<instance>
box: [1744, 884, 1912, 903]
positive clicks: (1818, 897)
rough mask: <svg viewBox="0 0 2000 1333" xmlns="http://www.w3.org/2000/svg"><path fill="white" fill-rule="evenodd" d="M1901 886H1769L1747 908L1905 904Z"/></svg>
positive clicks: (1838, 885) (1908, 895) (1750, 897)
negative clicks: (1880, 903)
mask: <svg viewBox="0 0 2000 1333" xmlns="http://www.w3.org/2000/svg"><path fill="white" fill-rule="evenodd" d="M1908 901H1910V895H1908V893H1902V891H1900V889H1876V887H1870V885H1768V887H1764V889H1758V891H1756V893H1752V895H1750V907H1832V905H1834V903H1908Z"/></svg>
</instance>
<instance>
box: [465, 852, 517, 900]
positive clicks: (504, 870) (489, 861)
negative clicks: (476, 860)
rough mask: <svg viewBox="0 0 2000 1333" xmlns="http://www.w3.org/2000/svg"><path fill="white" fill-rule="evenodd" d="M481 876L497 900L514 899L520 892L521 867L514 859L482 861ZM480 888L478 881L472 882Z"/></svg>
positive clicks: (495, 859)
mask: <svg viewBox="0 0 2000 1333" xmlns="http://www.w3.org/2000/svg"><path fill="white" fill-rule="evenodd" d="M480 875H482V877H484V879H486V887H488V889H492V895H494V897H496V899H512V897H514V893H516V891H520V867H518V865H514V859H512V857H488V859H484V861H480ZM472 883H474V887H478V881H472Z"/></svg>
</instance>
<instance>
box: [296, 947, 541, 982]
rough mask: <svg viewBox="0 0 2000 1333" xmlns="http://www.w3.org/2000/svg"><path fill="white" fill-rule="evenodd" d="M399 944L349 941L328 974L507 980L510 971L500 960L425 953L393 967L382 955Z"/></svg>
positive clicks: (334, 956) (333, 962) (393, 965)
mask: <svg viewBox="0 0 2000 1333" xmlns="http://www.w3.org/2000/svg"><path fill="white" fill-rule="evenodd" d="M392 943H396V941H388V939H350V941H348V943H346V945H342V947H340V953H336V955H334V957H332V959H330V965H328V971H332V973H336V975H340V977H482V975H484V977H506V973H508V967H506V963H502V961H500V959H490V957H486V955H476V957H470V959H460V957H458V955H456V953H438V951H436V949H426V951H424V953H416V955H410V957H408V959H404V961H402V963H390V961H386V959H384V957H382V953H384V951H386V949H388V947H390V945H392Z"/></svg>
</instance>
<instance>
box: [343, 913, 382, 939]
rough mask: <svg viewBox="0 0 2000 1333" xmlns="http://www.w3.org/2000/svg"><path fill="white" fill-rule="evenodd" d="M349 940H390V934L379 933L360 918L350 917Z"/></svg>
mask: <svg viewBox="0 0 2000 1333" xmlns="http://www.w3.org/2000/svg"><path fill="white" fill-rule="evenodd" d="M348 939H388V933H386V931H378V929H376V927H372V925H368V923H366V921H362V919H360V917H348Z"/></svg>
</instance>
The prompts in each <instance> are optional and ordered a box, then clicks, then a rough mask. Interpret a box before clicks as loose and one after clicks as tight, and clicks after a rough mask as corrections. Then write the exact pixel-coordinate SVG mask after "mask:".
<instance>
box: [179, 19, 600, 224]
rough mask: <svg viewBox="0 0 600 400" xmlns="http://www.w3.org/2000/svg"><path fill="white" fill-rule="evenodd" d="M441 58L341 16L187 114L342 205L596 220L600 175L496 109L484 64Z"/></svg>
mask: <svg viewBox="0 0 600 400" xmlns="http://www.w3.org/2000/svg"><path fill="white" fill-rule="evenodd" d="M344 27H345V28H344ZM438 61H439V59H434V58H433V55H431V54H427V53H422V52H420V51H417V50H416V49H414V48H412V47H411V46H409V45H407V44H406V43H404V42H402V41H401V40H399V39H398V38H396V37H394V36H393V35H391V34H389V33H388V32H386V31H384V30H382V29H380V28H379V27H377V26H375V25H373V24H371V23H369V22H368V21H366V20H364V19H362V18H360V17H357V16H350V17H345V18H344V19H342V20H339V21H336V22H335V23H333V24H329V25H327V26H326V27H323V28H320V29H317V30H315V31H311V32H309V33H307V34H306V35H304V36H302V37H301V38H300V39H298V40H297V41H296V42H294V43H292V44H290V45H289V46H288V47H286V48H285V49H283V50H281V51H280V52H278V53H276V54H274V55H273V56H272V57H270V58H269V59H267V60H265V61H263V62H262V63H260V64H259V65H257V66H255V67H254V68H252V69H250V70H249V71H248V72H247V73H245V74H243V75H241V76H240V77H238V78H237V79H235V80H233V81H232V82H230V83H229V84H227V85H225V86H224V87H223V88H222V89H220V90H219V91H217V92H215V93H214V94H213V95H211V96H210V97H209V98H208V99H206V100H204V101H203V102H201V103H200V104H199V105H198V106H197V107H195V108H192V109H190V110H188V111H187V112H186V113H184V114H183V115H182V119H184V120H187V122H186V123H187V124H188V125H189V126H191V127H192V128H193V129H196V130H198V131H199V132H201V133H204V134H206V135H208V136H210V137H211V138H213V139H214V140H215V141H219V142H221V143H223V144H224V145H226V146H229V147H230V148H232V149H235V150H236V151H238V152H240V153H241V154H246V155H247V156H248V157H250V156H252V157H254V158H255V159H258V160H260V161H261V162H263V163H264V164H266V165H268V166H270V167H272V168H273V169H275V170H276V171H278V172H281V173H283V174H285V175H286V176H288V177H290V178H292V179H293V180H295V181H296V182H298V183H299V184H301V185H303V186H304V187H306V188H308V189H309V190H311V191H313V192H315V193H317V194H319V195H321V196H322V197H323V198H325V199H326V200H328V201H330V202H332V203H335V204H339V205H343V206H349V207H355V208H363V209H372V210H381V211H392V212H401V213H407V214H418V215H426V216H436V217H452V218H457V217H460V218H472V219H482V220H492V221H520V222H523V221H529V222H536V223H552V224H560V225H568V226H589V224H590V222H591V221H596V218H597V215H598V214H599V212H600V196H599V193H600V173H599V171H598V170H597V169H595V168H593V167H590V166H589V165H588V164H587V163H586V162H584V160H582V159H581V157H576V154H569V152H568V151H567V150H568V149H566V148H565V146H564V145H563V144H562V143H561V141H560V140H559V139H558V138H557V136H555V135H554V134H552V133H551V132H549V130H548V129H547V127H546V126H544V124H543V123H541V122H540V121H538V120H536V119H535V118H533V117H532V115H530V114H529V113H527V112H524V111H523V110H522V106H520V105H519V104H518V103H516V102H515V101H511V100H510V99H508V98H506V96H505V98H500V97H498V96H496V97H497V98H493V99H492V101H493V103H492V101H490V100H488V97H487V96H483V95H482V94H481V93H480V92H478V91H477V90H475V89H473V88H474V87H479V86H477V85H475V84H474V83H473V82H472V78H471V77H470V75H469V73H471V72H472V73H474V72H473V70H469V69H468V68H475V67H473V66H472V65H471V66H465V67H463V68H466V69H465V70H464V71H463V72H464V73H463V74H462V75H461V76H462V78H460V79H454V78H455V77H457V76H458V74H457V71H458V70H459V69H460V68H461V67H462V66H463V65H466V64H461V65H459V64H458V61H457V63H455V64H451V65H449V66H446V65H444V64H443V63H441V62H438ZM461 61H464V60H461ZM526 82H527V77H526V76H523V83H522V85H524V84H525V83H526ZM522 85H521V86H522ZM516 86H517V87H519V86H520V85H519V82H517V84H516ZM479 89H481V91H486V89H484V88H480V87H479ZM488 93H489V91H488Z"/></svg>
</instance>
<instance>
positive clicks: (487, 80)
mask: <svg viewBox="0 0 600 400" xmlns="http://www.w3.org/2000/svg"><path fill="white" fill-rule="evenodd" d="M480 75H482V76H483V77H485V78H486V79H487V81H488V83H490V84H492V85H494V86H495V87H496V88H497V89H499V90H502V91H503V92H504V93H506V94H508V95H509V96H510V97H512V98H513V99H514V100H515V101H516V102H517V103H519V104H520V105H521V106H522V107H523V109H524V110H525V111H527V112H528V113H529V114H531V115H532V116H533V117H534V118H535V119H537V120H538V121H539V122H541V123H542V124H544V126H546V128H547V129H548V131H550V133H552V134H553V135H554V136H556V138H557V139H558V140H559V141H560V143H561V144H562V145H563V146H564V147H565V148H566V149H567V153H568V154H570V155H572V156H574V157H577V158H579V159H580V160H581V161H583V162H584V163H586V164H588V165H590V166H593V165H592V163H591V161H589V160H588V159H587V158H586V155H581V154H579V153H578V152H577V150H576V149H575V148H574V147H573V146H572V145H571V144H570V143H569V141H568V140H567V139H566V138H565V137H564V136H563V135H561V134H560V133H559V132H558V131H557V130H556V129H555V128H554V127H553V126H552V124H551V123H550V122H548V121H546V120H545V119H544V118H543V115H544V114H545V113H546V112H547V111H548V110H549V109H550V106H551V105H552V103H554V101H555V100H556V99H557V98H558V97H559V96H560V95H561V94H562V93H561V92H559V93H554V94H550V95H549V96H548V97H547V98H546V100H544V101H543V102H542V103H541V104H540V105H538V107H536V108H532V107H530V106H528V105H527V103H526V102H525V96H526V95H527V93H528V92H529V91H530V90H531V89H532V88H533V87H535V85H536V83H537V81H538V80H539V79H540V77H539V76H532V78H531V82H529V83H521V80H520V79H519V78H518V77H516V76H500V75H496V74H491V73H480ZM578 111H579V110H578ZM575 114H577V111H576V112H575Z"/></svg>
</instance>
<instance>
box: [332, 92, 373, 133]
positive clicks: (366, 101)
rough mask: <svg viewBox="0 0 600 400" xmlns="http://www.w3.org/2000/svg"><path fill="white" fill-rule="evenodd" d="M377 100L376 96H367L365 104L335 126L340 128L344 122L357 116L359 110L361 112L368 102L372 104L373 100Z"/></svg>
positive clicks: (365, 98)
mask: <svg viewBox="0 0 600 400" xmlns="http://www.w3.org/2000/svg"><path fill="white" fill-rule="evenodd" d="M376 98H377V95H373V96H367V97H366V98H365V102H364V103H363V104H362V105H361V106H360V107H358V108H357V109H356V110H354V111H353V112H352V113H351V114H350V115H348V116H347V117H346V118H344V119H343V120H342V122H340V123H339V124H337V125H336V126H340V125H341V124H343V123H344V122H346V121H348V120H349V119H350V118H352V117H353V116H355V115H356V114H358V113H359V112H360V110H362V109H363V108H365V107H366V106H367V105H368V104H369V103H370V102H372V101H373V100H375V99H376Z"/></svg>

* TASK BRIEF *
Switch "rough mask" to "coarse mask" in the listing, starting with the first line and going on through the line with "positive clicks: (1838, 885)", and give those lines again with nothing else changed.

* ANSWER *
<instance>
box: [1744, 884, 1912, 903]
positive clicks: (1818, 897)
coarse mask: <svg viewBox="0 0 2000 1333" xmlns="http://www.w3.org/2000/svg"><path fill="white" fill-rule="evenodd" d="M1901 886H1769L1747 908L1905 904Z"/></svg>
positive clicks: (1838, 885) (1908, 895) (1750, 897)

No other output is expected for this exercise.